▶ [WHAT IS EXPECTED]: When you repeat the records, keep every word exact and drop each picture.
---+---
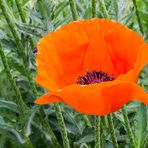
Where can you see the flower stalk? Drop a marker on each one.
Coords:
(22, 15)
(47, 127)
(19, 100)
(98, 133)
(106, 15)
(20, 50)
(138, 17)
(112, 130)
(62, 125)
(128, 128)
(93, 2)
(73, 9)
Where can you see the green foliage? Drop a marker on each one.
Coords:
(41, 17)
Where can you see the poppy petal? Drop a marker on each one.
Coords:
(142, 60)
(100, 98)
(47, 98)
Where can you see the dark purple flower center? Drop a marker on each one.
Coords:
(94, 77)
(35, 50)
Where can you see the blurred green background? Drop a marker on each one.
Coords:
(29, 21)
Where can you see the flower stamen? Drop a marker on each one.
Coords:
(94, 77)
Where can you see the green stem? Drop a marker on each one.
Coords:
(104, 9)
(20, 50)
(138, 16)
(19, 100)
(22, 15)
(87, 121)
(93, 8)
(47, 128)
(112, 130)
(98, 125)
(128, 128)
(73, 9)
(62, 126)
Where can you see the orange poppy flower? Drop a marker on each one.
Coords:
(91, 65)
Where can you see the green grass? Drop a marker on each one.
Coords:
(24, 124)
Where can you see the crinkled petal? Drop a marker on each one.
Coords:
(100, 98)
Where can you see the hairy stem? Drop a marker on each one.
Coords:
(93, 8)
(22, 15)
(19, 44)
(112, 130)
(73, 9)
(98, 133)
(128, 128)
(62, 126)
(106, 15)
(138, 16)
(19, 100)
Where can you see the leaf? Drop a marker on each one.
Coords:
(141, 129)
(9, 105)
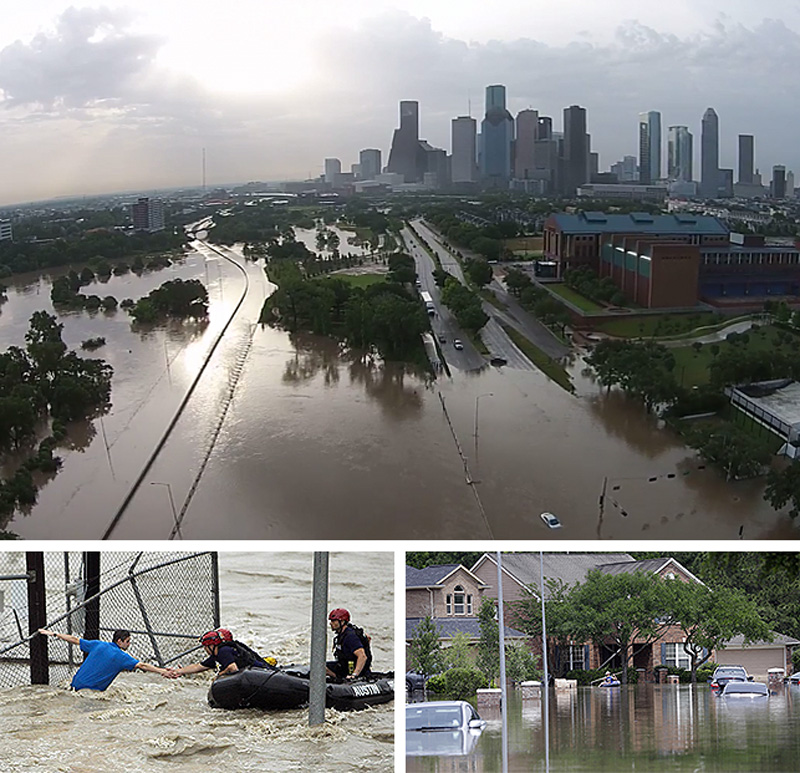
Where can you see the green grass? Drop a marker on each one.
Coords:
(360, 280)
(691, 367)
(658, 324)
(546, 364)
(576, 299)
---+---
▶ [SOLUTION FOR THIS PROBLEM]:
Where can you see the flower stalk? Drop a marker on each one.
Coords:
(22, 15)
(47, 127)
(19, 100)
(98, 133)
(106, 15)
(20, 50)
(138, 17)
(112, 130)
(62, 125)
(128, 128)
(93, 2)
(73, 9)
Where can you see the green foliage? Drop a marker on each one.
Coords:
(41, 17)
Where can you see the poppy petal? Drop a marker on each one.
Coords:
(142, 60)
(100, 98)
(47, 98)
Where can you see the dark purple flower center? Drop a marker on each one.
Coords:
(94, 77)
(35, 50)
Where can you see the blurred green background? Drop a marker on each one.
Coords:
(29, 21)
Where can you see the flower stamen? Drop a marker on each one.
Coords:
(94, 77)
Where can you see the green stem? Drop a marker on each one.
Coords:
(104, 9)
(20, 50)
(138, 16)
(19, 100)
(22, 15)
(87, 121)
(93, 8)
(47, 128)
(112, 130)
(98, 125)
(128, 128)
(73, 9)
(62, 126)
Where can you see the orange poppy flower? Drop a marker on each one.
Coords:
(91, 65)
Where can you see the green grass? Drop a marker on each one.
Coords:
(24, 124)
Where can you see the crinkled petal? Drop a marker on each one.
Coords:
(100, 98)
Where can you see the hairy stem? Drop a marker on each one.
Coords:
(93, 8)
(22, 15)
(19, 44)
(112, 130)
(73, 9)
(98, 133)
(128, 128)
(62, 126)
(106, 15)
(138, 16)
(19, 100)
Where can you see the leaf? Drop a marker on each one.
Coords:
(141, 129)
(9, 105)
Where can you see the green grass? Drop a marker on each one.
Coords:
(360, 280)
(691, 367)
(658, 324)
(546, 364)
(576, 299)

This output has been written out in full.